DATA EXTRACT:
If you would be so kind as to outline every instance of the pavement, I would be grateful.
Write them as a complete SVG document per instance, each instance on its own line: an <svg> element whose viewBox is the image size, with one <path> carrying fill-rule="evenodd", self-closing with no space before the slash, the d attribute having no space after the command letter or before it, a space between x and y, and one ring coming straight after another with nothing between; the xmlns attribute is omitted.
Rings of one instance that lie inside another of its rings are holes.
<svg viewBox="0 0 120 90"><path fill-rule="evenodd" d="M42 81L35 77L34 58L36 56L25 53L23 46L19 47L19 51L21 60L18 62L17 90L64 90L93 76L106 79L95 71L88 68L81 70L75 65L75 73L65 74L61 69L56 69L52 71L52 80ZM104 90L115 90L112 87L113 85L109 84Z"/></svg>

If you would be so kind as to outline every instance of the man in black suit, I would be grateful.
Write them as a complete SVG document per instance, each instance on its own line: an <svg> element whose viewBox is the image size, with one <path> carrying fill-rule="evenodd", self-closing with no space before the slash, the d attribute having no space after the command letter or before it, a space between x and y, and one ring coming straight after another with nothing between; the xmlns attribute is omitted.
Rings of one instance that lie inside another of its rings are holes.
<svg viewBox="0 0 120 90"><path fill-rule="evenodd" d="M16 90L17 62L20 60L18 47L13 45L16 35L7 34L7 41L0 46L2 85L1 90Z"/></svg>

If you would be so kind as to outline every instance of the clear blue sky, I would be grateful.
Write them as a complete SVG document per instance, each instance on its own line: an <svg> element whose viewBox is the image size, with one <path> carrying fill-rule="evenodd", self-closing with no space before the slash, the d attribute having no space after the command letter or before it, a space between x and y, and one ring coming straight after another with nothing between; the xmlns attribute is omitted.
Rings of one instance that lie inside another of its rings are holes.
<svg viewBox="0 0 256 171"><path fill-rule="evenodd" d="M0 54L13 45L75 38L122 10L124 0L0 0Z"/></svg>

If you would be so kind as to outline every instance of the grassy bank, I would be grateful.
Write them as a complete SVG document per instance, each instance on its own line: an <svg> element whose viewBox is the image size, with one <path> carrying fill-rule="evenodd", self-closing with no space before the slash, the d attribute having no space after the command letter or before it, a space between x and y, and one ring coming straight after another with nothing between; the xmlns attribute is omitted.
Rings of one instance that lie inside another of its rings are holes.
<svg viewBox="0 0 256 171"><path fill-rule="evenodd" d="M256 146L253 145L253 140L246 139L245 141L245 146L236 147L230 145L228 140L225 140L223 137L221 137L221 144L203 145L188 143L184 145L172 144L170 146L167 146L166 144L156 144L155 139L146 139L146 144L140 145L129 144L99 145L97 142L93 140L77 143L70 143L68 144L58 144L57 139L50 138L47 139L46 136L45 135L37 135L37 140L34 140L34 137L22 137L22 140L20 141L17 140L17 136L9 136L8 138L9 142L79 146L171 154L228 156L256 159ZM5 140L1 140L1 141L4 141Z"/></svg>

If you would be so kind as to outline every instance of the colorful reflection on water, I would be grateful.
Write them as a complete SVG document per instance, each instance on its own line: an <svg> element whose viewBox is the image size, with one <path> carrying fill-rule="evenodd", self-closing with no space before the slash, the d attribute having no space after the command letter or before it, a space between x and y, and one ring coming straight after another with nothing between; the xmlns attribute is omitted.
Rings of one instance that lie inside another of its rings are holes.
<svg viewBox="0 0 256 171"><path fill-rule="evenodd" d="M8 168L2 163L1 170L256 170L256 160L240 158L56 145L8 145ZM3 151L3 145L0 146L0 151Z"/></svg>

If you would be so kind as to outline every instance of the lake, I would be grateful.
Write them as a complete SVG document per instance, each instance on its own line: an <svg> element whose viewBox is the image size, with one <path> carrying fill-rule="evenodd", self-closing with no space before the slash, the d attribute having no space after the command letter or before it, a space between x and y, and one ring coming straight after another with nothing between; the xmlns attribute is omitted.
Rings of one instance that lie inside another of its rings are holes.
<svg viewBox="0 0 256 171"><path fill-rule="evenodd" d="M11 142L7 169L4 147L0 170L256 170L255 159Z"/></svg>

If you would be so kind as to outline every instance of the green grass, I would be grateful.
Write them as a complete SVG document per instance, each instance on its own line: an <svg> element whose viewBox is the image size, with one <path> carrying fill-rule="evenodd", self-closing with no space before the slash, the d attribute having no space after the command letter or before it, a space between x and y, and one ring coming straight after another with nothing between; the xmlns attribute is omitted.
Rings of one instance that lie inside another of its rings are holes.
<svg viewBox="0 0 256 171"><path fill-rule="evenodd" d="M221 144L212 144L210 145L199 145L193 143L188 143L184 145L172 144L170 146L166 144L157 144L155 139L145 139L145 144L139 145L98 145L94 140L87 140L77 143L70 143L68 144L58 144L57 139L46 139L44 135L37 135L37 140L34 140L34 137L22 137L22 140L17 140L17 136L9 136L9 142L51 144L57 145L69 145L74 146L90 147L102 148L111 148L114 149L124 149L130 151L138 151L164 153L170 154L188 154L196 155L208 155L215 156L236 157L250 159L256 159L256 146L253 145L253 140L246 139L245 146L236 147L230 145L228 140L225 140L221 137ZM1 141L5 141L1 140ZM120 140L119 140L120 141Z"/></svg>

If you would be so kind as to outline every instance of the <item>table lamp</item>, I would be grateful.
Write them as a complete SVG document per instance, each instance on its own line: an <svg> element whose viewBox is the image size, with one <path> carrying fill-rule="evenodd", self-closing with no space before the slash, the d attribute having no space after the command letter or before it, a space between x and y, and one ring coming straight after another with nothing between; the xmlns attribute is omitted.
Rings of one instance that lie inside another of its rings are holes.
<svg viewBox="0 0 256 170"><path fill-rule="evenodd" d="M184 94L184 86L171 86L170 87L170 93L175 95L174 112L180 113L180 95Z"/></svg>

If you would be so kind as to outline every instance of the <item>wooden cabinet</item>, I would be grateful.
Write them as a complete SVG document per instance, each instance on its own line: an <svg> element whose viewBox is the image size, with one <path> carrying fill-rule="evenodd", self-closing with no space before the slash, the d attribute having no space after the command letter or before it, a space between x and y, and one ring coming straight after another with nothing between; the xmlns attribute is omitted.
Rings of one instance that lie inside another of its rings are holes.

WHAT THIS TASK INVOLVES:
Rewrite all the records above, changing "I would be grateful" to "I would appreciate it" and leaving everything else untouched.

FINISHED TASK:
If you would be so kind as to outline every instance of the pavement, I would appreciate it.
Write them as a complete SVG document per instance, each instance on its own line: an <svg> element whose viewBox is the image size, with one <path> carrying fill-rule="evenodd", self-closing with no space before the slash, the d attribute having no space after the command letter or before it, a space between x and y, and one ring coming straight after another with nothing between; the xmlns attribute is omitted.
Rings of one instance that lie inside another of its rings are holes.
<svg viewBox="0 0 120 90"><path fill-rule="evenodd" d="M42 81L35 77L34 58L36 56L25 53L23 46L19 47L19 51L21 60L18 62L17 90L64 90L93 76L106 79L95 71L88 68L81 70L75 65L75 73L65 74L61 69L56 69L52 71L52 80ZM104 90L115 90L112 87L113 85L109 84Z"/></svg>

If you would be so kind as to outline every instance of the man in black suit, I would appreciate it.
Write them as a complete SVG document per instance, each instance on its own line: an <svg> element whose viewBox is the image size, with one <path> carrying fill-rule="evenodd", self-closing with no space before the slash, the d attribute having no space after the command letter or before it, a space between x and y, and one ring coming straight after another with nothing between; the xmlns attribute is omitted.
Rings of one instance that lie inside another of its rings are holes.
<svg viewBox="0 0 120 90"><path fill-rule="evenodd" d="M16 90L17 62L20 60L18 47L13 45L16 35L7 34L7 41L0 46L2 85L1 90Z"/></svg>

If you would be so kind as to outline every instance of the clear blue sky, I would appreciate it.
Write them as a complete SVG document per instance, each instance on its own line: an <svg> element whose viewBox is the image size, with one <path> carrying fill-rule="evenodd", self-closing with no space before the slash, the d attribute having no space after the command letter or before it, a space between x and y, and one ring coming straight after another with nothing between; the xmlns attribute is omitted.
Rings of one instance that lie inside another of its rings are holes.
<svg viewBox="0 0 256 171"><path fill-rule="evenodd" d="M0 54L13 45L75 38L122 10L124 0L0 0Z"/></svg>

If you would be so kind as to outline every instance of the grassy bank, I would appreciate it.
Write them as a complete SVG document per instance, each instance on its own line: an <svg> element whose viewBox is the image size, with one <path> carrying fill-rule="evenodd", self-closing with no space before the slash, the d attribute having no space after the command letter or before it, a space between x and y, and one ring coming straight after another with nothing between; the xmlns attribute is omitted.
Rings of one instance that lie inside another of its rings are holes.
<svg viewBox="0 0 256 171"><path fill-rule="evenodd" d="M256 146L253 145L253 140L246 139L245 141L245 146L236 147L230 145L228 140L225 140L223 137L221 137L221 144L203 145L188 143L184 145L172 144L170 146L167 146L166 144L156 144L155 139L146 139L146 144L140 145L129 144L99 145L97 142L93 140L77 143L70 143L68 144L58 144L57 139L50 138L47 139L46 136L45 135L37 135L37 140L34 140L34 137L22 137L22 140L20 141L17 140L17 136L9 136L8 138L9 142L79 146L171 154L228 156L256 159ZM5 140L1 140L1 141L4 141Z"/></svg>

If you would be so kind as to outline every instance of the colorful reflection on water, I would appreciate it.
Write them as a complete SVG document per instance, each instance on its own line: an <svg> element whose viewBox is the image size, with one <path> carrying fill-rule="evenodd", self-closing with no space before the slash, the d attribute having no space after the command letter or before it, a space between x and y, and one ring coming straight after another with nothing between; the xmlns attribute is omitted.
Rings of one instance that lie inside another of its rings are holes.
<svg viewBox="0 0 256 171"><path fill-rule="evenodd" d="M8 168L2 163L1 170L256 170L256 160L240 158L56 145L8 145ZM3 151L3 145L0 146L0 151Z"/></svg>

If you would be so kind as to outline every instance of the lake, I would appreciate it.
Write them as a complete SVG document per instance, each instance on its own line: an <svg> element whose viewBox is the image size, with one <path> carrying fill-rule="evenodd", self-closing with no space before the slash, the d attribute having no space after the command letter or before it, a space between x and y, and one ring coming straight after another with nothing between; the xmlns attribute is omitted.
Rings of one instance that lie inside another of its rings are holes.
<svg viewBox="0 0 256 171"><path fill-rule="evenodd" d="M11 142L7 169L4 147L0 170L256 170L255 159Z"/></svg>

If you would be so kind as to outline every instance of the green grass, I would appreciate it.
Write them as a complete SVG document per instance, each instance on its own line: an <svg> element whose viewBox is the image size, with one <path> carrying fill-rule="evenodd", self-closing with no space before the slash, the d attribute having no space after the command letter or before it, a space between x and y, and one ring coming straight after another with nothing between; the xmlns attribute is omitted.
Rings of one instance that lie inside another of its rings are holes.
<svg viewBox="0 0 256 171"><path fill-rule="evenodd" d="M221 144L212 144L210 145L199 145L193 143L188 143L184 145L172 144L170 146L166 144L157 144L155 139L145 139L145 144L139 145L98 145L94 140L87 140L77 143L70 143L68 144L58 144L57 139L46 139L44 135L37 135L37 140L34 140L34 137L22 137L22 140L17 140L17 136L9 136L9 142L51 144L57 145L69 145L74 146L90 147L102 148L111 148L114 149L124 149L130 151L138 151L164 153L170 154L188 154L196 155L208 155L215 156L236 157L250 159L256 159L256 146L253 145L253 140L246 139L245 146L236 147L230 145L228 140L225 140L221 137ZM1 141L5 141L1 140ZM120 140L119 140L120 141Z"/></svg>

If you would be so kind as to outline every instance of the <item>table lamp</item>, I would appreciate it.
Write them as a complete SVG document per instance, each instance on its own line: an <svg> element whose viewBox is the image size, with one <path> carrying fill-rule="evenodd", self-closing with no space before the slash, the d attribute having no space after the command letter or before it, a space between x and y, and one ring coming straight after another with nothing between; the xmlns attribute is omitted.
Rings of one instance that lie inside another of its rings are holes.
<svg viewBox="0 0 256 170"><path fill-rule="evenodd" d="M184 94L184 86L171 86L170 87L170 93L175 95L174 112L180 113L180 95Z"/></svg>

If you would be so kind as to outline every instance of the <item>wooden cabinet</item>, I would appreciate it.
Write them as a complete SVG document per instance, each instance on its own line: an <svg> element whose viewBox is the image size, with one <path> carrying fill-rule="evenodd", self-closing with no space before the slash, the d attribute having no space after the command letter or before it, a space between x and y, and one ring coming straight after another with nothing between; the xmlns attribute is omitted.
Rings of one instance that lie inside another of its rings are holes.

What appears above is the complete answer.